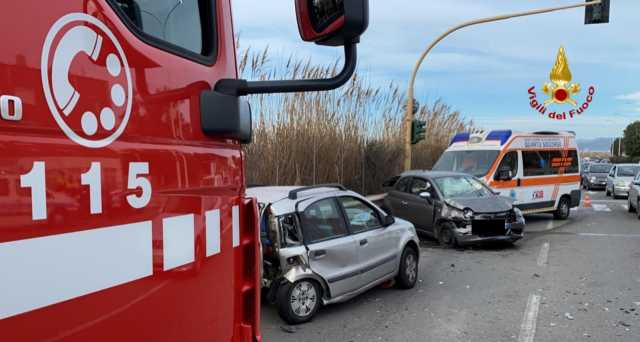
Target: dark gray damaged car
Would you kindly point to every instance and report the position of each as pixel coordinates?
(455, 208)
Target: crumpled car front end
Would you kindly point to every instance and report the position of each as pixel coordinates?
(473, 228)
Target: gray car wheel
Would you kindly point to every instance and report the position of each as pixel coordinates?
(408, 272)
(446, 236)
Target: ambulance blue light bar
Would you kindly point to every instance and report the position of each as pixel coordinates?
(460, 137)
(502, 136)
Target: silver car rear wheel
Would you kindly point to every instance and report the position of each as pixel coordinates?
(299, 302)
(303, 298)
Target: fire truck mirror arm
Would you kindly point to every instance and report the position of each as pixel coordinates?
(235, 87)
(225, 116)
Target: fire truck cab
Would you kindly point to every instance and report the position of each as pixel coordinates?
(123, 213)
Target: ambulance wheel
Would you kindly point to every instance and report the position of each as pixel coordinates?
(563, 210)
(299, 302)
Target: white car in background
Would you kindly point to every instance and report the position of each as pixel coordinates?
(620, 178)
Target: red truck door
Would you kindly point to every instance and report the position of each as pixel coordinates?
(120, 220)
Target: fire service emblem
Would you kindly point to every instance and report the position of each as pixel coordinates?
(560, 91)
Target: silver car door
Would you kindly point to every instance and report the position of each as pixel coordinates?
(377, 246)
(332, 250)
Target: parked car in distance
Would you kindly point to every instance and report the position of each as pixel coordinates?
(455, 208)
(620, 178)
(595, 176)
(325, 244)
(634, 196)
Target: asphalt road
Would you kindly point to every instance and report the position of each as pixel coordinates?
(574, 280)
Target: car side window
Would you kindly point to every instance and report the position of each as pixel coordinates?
(361, 216)
(510, 160)
(403, 184)
(186, 24)
(422, 185)
(322, 221)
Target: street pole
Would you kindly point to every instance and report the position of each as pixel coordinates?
(408, 116)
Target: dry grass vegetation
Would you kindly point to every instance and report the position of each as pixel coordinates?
(351, 135)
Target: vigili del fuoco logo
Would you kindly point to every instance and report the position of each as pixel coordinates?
(561, 91)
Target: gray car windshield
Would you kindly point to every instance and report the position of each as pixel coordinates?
(600, 168)
(475, 163)
(462, 187)
(628, 171)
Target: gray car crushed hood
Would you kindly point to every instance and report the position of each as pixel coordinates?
(481, 205)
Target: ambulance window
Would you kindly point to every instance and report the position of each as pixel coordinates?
(573, 159)
(536, 163)
(510, 160)
(184, 27)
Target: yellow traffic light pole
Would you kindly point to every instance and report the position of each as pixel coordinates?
(408, 116)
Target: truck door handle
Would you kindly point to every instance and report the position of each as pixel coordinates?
(321, 253)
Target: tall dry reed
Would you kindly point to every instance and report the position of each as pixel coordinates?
(351, 135)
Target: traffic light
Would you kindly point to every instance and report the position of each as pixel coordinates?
(417, 131)
(597, 14)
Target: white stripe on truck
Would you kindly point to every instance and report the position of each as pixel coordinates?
(42, 271)
(178, 236)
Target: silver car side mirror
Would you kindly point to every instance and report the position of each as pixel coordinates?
(388, 220)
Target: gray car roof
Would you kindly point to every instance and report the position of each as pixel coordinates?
(278, 196)
(432, 174)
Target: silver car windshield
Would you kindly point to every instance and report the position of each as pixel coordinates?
(628, 171)
(462, 187)
(475, 163)
(600, 168)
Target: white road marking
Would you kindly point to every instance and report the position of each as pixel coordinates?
(528, 327)
(178, 236)
(56, 268)
(550, 225)
(601, 207)
(609, 235)
(544, 255)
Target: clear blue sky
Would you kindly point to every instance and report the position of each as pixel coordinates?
(483, 71)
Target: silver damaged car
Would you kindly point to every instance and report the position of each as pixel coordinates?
(325, 244)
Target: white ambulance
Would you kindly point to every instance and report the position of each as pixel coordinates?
(540, 170)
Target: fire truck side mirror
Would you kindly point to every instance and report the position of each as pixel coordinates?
(225, 116)
(332, 22)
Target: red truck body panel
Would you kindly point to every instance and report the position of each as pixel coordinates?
(145, 234)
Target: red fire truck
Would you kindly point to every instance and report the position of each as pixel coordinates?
(122, 207)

++++++++++++++++++++

Objective:
Repeat the listing above exactly, with no pictures.

Problem solution:
Target: dark gray damaged car
Would you kindly point to every instance and report the position of each as pixel coordinates?
(455, 208)
Target: crumpled car front end
Would you kindly point to every instance and report the position of each as pixel coordinates?
(473, 228)
Target: gray car wheel
Would you kindly point to every instance and report the position of each as pixel coordinates?
(408, 272)
(446, 236)
Target: ambulance blue light bar
Would you kindly point to every instance and report the position of each as pixel coordinates?
(460, 137)
(502, 136)
Target: silver car rear wheel
Would you kindly point to every instance and report the position of each as pixel coordinates?
(299, 302)
(303, 298)
Target: fire truck mirror arm
Would you kindly point to every instance and report the position of each as pixel coordinates?
(235, 87)
(225, 116)
Target: fire truck cab
Would you kindly point to every instance and report the position of each as pixel coordinates?
(123, 213)
Target: ambulance wheel
Would you kindly point to every instance and report the position of each as pixel coordinates?
(563, 210)
(299, 302)
Target: white car in background
Would you kindly point to every instance and report the position of each as pixel coordinates?
(620, 178)
Target: red truck door
Would you kindly point to every instance and report the position of each as pixel coordinates?
(120, 220)
Target: fire service emblem
Would you kindly point to every instance and report the position of each as pixel coordinates?
(560, 91)
Target: silver car door
Would you kindly point to every instance and report the position of each as pixel coordinates?
(377, 246)
(332, 250)
Target: parked car in distance
Would you kindly point to every instance and report the position of each as pixel coordinates?
(455, 208)
(620, 178)
(595, 176)
(325, 244)
(634, 196)
Target: asphalt road
Would you kindly point to every instance and report the position of each as pixel coordinates?
(574, 280)
Target: car side window
Would you kindly point to every instance and report the position of each as pixel coordinates?
(361, 216)
(510, 160)
(403, 184)
(186, 24)
(422, 185)
(322, 221)
Target: street pole
Would you kindly point to every instance and report the position of each as pixel coordinates?
(408, 116)
Target: dry grass vegetation
Would you kindly point to every instance and report the position of each as pixel coordinates?
(351, 135)
Target: vigili del fuoco logo
Would you kindly point to every instance and report the position of each as pixel coordinates?
(561, 91)
Target: gray car windshield
Would you kindly point to every instance and report the position of each as pixel coordinates?
(600, 168)
(475, 163)
(462, 187)
(628, 171)
Target: gray car crushed hood
Would you kindly point to every instance and report the position of each as pixel coordinates?
(481, 205)
Target: ambulance window
Would you kindly point to every instance and report the position of each as pixel coordinates?
(573, 159)
(536, 163)
(510, 160)
(184, 27)
Target: yellow traffic light pole
Would you kindly point to every instance and report the position of each as pixel coordinates?
(408, 116)
Target: truck door handle
Would you kindly point to every instance and report the position of each as pixel coordinates?
(321, 253)
Target: tall dry reed
Would you kindly point to every instance and report the position of each as pixel coordinates?
(351, 135)
Target: traffic light
Would you kindly point to every instance and report the position of each as pixel coordinates?
(417, 131)
(597, 14)
Target: white stripe on truck
Would you kindly point to every instance and report the position of each as pixel coordinates?
(42, 271)
(178, 236)
Target: silver car side mirror
Would you kindly point to every instance and report the position of each as pixel coordinates?
(388, 220)
Target: gray car roof
Would you kindly point to every instance and report the position of each as pixel coordinates?
(278, 196)
(432, 174)
Target: silver car windshield
Would you kindly point to every instance and report the position of each as pixel coordinates?
(628, 171)
(462, 187)
(475, 163)
(600, 168)
Target: white road marking
Would you kindly point to every instance and report the position of each as pixel coordinates?
(528, 327)
(178, 236)
(56, 268)
(550, 225)
(601, 207)
(609, 235)
(544, 255)
Target: clear blue sky
Would you kindly point to every instance and report the position of each as pixel coordinates?
(483, 71)
Target: silver damaged car
Would you kindly point to every instance and report the position of each as pixel coordinates?
(325, 244)
Target: white ambulance
Would you kindly point to every instance and report the position of each as pixel coordinates?
(540, 170)
Target: fire truck side mirror
Would you kindly point to every instance and report the position of each as pixel coordinates?
(225, 116)
(332, 22)
Target: red truck body panel
Would you kindly point to every instance and report the position of each as pixel coordinates?
(145, 234)
Target: red fire truck
Would you kindly point to every instance and report the position of each as pixel coordinates?
(122, 207)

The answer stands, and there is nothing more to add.